• Task to complete:
Each entry in the listing must be set down again word for word.

• Records for the task:
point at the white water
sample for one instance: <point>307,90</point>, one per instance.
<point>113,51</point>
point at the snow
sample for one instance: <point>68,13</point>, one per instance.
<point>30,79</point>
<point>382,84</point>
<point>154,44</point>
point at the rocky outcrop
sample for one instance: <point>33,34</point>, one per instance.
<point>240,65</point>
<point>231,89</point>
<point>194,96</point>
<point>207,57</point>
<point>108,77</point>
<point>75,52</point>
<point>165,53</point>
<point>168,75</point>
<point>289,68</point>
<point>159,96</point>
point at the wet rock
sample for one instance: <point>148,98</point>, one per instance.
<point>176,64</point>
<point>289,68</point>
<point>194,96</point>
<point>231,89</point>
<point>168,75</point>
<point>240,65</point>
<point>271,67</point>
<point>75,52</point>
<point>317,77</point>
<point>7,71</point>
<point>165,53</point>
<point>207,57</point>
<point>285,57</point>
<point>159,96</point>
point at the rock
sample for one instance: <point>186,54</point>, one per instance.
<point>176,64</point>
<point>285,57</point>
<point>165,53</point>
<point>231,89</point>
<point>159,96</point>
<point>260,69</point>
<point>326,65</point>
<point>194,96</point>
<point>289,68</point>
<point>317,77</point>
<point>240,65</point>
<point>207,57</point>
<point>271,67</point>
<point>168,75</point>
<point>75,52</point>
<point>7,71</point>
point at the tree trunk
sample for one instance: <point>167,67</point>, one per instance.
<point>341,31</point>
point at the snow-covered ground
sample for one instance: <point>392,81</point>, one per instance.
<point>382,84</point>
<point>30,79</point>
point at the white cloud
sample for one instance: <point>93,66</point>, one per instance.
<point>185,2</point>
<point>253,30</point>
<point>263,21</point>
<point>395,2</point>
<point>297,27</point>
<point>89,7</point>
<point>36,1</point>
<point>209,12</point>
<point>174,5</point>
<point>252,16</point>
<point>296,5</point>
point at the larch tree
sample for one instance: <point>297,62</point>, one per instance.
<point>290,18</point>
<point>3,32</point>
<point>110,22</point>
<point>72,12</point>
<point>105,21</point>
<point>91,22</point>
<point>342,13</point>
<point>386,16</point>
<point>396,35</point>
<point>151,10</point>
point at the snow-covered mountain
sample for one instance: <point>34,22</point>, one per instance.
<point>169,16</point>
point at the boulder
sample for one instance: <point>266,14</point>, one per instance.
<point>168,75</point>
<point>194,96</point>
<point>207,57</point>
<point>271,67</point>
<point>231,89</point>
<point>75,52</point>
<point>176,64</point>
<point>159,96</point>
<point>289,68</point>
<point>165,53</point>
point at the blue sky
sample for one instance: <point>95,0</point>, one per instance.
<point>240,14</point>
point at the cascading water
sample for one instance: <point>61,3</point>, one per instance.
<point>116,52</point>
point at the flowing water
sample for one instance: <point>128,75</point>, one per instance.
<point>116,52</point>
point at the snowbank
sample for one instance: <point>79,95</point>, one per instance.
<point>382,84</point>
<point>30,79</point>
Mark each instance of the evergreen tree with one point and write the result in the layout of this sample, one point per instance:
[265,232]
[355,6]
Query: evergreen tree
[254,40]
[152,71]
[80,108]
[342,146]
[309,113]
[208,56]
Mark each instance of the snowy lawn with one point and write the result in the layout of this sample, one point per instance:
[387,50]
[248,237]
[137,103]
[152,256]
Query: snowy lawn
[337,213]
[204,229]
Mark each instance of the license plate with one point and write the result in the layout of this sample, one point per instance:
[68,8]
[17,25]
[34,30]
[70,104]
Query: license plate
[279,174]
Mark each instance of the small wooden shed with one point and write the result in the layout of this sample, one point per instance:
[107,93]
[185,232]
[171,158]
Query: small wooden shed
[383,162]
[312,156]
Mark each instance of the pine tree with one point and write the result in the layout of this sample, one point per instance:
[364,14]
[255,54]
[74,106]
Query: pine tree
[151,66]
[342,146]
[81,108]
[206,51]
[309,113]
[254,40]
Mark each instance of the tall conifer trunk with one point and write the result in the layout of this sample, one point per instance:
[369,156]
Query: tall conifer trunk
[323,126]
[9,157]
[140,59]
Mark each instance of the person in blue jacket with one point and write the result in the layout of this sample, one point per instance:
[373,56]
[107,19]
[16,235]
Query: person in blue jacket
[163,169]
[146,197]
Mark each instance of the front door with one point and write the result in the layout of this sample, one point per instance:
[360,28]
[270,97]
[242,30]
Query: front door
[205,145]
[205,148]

• Response to the task:
point at the white water
sample for one instance: <point>307,90</point>, one per instance.
<point>113,51</point>
point at the snow
sample for one instance: <point>68,13</point>, one per instance.
<point>30,79</point>
<point>382,84</point>
<point>154,44</point>
point at the rocky outcrop
sample for one instance: <point>33,34</point>, one per instance.
<point>240,65</point>
<point>231,89</point>
<point>194,96</point>
<point>207,57</point>
<point>108,77</point>
<point>75,52</point>
<point>165,53</point>
<point>168,75</point>
<point>289,68</point>
<point>159,96</point>
point at the wet rock
sample for one instance: <point>148,98</point>, one per instance.
<point>176,64</point>
<point>289,68</point>
<point>194,96</point>
<point>231,89</point>
<point>168,75</point>
<point>240,65</point>
<point>271,67</point>
<point>75,52</point>
<point>317,77</point>
<point>7,71</point>
<point>165,53</point>
<point>207,57</point>
<point>285,57</point>
<point>159,96</point>
point at the rock
sample for one instance: <point>186,54</point>, one per instance.
<point>176,64</point>
<point>285,57</point>
<point>165,53</point>
<point>231,89</point>
<point>159,96</point>
<point>260,69</point>
<point>326,65</point>
<point>194,96</point>
<point>289,68</point>
<point>317,77</point>
<point>240,65</point>
<point>207,57</point>
<point>271,67</point>
<point>168,75</point>
<point>75,52</point>
<point>7,71</point>
point at the tree trunk
sample for one instance: <point>167,67</point>, one per instance.
<point>341,31</point>
point at the snow-covered ground
sample for one instance: <point>392,81</point>, one per instance.
<point>382,84</point>
<point>30,79</point>
point at the white cloud
sample for one instance: <point>93,66</point>, one per instance.
<point>185,2</point>
<point>253,30</point>
<point>263,21</point>
<point>395,2</point>
<point>297,27</point>
<point>89,7</point>
<point>36,1</point>
<point>209,12</point>
<point>174,5</point>
<point>252,16</point>
<point>296,5</point>
point at the larch tree
sample for one instance: <point>297,62</point>, one per instance.
<point>290,18</point>
<point>3,32</point>
<point>110,22</point>
<point>72,12</point>
<point>105,21</point>
<point>91,22</point>
<point>342,13</point>
<point>386,16</point>
<point>396,35</point>
<point>151,10</point>
point at the snow-covered mountain
sample for one instance: <point>34,22</point>, one per instance.
<point>169,16</point>
point at the boulder
sample for one instance: <point>266,14</point>, one per instance.
<point>168,75</point>
<point>194,96</point>
<point>207,57</point>
<point>271,67</point>
<point>231,89</point>
<point>75,52</point>
<point>176,64</point>
<point>159,96</point>
<point>289,68</point>
<point>165,53</point>
point at the blue sky
sample for one instance: <point>95,0</point>, one per instance.
<point>240,14</point>
point at the cascading water
sample for one instance: <point>61,3</point>, one per instance.
<point>116,52</point>
point at the flowing water
sample for one instance: <point>128,75</point>, one per instance.
<point>116,52</point>
point at the snowbank
sample for one instance: <point>79,95</point>, one per instance.
<point>382,84</point>
<point>30,79</point>
Mark each instance of the evergreen tree with one point and write the result in the layout of this sample, one point per instance:
[265,232]
[355,6]
Query: evergreen tree
[254,40]
[152,71]
[80,108]
[342,146]
[309,113]
[208,56]
Mark each instance of the snowy lawn with one point and write the result in the layout of this sample, one point per instance:
[387,50]
[248,237]
[137,103]
[152,256]
Query: snowy lawn
[337,213]
[204,229]
Mark each instance of the license plate with one point and write the result in the layout of this sample, one point per instance:
[68,8]
[17,25]
[34,30]
[70,104]
Query: license plate
[279,174]
Mark each instance of the small wooden shed with one point and write the result in the layout of this sample, one point per instance:
[107,93]
[185,232]
[171,158]
Query: small wooden shed
[383,162]
[312,156]
Mark each instance of the pine tree with one point and write the result in the layout of this sample, one point per instance:
[364,14]
[255,54]
[74,106]
Query: pine tree
[151,66]
[342,146]
[81,108]
[206,51]
[309,113]
[254,40]
Mark each instance of the tall conifer trunk with one point and write the result in the layout of this sample, one point per instance:
[369,156]
Query: tall conifer trunk
[323,126]
[9,157]
[140,59]
Mark each instance of the person in blue jacket with one point and write the result in the layout of this sample, one point per instance:
[373,56]
[107,19]
[16,235]
Query: person in blue jacket
[163,169]
[146,197]
Mark each instance of the front door with one point and write the result in the layout of this sample, one point per instance:
[360,28]
[270,97]
[242,30]
Query: front door
[205,145]
[205,148]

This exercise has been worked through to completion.